Report every line in the rows below that contains the string "basket", copying each such line in full.

┌─ Supplied records

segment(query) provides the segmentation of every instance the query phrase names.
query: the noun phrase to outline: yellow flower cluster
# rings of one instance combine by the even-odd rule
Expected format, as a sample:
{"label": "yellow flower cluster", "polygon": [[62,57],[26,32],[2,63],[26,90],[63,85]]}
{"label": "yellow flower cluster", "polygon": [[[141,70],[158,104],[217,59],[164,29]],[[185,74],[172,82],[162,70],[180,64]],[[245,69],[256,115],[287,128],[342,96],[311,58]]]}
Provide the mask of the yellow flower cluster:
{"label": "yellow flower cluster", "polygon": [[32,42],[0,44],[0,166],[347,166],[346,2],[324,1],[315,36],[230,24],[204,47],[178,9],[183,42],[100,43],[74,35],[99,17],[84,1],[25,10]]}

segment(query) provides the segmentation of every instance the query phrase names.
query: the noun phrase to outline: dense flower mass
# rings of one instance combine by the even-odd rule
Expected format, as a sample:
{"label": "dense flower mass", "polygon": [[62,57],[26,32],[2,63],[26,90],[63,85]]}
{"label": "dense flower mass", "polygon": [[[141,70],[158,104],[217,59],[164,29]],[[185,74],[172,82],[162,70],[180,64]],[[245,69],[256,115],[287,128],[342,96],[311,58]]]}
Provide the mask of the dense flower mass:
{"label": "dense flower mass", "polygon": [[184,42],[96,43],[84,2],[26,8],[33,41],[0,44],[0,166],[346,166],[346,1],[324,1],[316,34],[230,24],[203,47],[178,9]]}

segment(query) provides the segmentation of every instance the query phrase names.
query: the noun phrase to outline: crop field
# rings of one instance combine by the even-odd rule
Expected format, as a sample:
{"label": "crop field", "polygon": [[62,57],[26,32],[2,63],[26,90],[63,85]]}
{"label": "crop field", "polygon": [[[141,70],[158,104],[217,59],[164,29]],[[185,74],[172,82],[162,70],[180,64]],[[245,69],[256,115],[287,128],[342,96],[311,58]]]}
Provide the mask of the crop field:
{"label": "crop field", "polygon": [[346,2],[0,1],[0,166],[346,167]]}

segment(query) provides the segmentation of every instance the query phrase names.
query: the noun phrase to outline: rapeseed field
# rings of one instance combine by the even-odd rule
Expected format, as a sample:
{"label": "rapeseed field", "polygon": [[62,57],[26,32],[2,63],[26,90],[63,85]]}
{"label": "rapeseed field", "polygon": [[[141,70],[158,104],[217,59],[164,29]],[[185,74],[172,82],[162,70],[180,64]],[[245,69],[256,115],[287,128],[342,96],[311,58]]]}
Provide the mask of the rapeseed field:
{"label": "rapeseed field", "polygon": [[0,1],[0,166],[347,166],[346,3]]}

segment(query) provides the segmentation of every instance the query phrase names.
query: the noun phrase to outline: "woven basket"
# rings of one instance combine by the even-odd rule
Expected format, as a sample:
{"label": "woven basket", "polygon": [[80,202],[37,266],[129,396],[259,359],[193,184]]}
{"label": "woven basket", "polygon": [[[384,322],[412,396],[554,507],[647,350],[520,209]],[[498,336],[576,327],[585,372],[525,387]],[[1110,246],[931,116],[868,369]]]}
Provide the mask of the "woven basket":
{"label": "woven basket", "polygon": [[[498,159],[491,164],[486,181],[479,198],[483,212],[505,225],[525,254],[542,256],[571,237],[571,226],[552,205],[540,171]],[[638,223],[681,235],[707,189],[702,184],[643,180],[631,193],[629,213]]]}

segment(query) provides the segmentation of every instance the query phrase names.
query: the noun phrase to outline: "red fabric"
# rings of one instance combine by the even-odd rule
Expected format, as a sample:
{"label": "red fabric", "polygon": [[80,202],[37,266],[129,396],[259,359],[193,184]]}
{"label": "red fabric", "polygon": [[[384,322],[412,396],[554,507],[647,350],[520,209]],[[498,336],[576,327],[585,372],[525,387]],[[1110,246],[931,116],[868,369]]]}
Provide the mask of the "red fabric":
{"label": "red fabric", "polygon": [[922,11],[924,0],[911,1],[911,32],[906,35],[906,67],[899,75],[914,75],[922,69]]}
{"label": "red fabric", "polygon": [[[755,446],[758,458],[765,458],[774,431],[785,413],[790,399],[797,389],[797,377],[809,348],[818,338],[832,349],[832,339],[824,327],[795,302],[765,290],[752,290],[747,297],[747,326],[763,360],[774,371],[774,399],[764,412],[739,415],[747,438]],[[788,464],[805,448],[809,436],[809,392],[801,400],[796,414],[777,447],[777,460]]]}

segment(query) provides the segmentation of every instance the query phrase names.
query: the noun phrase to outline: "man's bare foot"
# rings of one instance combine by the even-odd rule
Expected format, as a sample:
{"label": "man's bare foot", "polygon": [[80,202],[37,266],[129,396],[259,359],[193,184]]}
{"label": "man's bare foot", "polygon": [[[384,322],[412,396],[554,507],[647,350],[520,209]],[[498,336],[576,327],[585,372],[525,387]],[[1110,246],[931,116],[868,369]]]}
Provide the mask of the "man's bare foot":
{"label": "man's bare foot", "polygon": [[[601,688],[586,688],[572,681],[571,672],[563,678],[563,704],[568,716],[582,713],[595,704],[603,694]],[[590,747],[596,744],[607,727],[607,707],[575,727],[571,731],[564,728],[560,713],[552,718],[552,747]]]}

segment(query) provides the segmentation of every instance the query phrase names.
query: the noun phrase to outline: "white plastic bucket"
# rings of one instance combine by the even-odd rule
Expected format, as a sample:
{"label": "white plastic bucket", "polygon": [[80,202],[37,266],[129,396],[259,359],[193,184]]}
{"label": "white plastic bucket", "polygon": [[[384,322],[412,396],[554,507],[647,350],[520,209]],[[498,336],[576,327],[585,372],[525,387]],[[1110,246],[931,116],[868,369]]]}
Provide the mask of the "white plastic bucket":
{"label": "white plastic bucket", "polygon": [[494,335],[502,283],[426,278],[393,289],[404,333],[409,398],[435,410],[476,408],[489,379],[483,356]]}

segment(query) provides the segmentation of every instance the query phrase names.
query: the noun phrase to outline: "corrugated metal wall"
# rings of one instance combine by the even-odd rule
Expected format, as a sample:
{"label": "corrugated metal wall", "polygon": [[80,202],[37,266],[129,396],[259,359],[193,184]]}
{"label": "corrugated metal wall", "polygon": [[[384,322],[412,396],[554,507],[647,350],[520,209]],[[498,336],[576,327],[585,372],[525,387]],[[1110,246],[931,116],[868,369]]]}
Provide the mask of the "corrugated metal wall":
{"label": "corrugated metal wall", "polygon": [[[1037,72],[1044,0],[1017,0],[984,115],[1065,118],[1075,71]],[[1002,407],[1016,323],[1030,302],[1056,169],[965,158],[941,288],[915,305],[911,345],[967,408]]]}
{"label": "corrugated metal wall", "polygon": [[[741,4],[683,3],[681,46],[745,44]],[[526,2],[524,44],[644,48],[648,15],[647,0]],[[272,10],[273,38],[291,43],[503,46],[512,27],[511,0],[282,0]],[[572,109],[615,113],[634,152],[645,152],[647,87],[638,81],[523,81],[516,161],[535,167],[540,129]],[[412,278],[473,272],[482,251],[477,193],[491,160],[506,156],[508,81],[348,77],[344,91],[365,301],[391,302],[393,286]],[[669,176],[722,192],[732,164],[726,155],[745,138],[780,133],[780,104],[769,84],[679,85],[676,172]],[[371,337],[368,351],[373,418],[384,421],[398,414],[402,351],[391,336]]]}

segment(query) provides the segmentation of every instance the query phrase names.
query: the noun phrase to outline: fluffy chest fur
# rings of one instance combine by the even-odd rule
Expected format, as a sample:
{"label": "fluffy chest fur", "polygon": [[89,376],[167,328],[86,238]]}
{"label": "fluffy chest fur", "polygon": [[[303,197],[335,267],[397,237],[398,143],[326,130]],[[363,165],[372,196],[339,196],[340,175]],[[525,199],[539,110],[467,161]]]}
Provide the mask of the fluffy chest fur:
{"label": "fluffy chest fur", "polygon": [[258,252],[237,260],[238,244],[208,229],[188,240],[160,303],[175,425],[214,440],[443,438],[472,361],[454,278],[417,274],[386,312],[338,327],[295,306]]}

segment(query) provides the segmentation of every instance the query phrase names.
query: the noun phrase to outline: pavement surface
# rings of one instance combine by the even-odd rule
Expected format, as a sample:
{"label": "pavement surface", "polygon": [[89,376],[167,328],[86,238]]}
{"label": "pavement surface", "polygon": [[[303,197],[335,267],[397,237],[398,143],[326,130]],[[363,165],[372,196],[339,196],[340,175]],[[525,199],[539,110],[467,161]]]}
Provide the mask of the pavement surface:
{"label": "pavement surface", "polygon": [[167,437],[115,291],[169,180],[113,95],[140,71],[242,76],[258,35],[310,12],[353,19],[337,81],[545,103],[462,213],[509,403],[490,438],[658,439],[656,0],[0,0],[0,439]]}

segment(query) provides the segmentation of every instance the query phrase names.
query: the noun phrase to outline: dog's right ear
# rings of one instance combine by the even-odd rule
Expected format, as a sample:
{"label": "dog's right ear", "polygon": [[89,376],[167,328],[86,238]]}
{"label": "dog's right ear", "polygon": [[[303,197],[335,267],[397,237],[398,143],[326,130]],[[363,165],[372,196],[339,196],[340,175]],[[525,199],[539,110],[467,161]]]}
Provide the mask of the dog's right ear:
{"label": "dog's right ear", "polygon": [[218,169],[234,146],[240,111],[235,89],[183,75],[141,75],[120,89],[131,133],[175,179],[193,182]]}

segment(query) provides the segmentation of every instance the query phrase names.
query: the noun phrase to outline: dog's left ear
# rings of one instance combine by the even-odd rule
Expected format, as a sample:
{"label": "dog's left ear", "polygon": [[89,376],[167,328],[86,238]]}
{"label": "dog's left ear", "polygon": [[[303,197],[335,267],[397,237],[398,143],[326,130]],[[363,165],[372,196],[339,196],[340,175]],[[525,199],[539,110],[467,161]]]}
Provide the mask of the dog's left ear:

└─

## Task response
query: the noun phrase to outline: "woven basket"
{"label": "woven basket", "polygon": [[80,202],[37,266],[129,396],[259,359],[193,184]]}
{"label": "woven basket", "polygon": [[[384,322],[412,396],[554,507],[647,350],[520,209]],[[498,336],[576,327],[585,372],[525,387]],[[1110,246],[931,116],[868,369]]]}
Provide the mask of the "woven basket":
{"label": "woven basket", "polygon": [[[498,159],[491,164],[486,181],[479,198],[483,212],[505,225],[525,254],[542,256],[571,237],[571,226],[552,205],[540,171]],[[638,223],[681,235],[707,189],[702,184],[643,180],[631,193],[629,213]]]}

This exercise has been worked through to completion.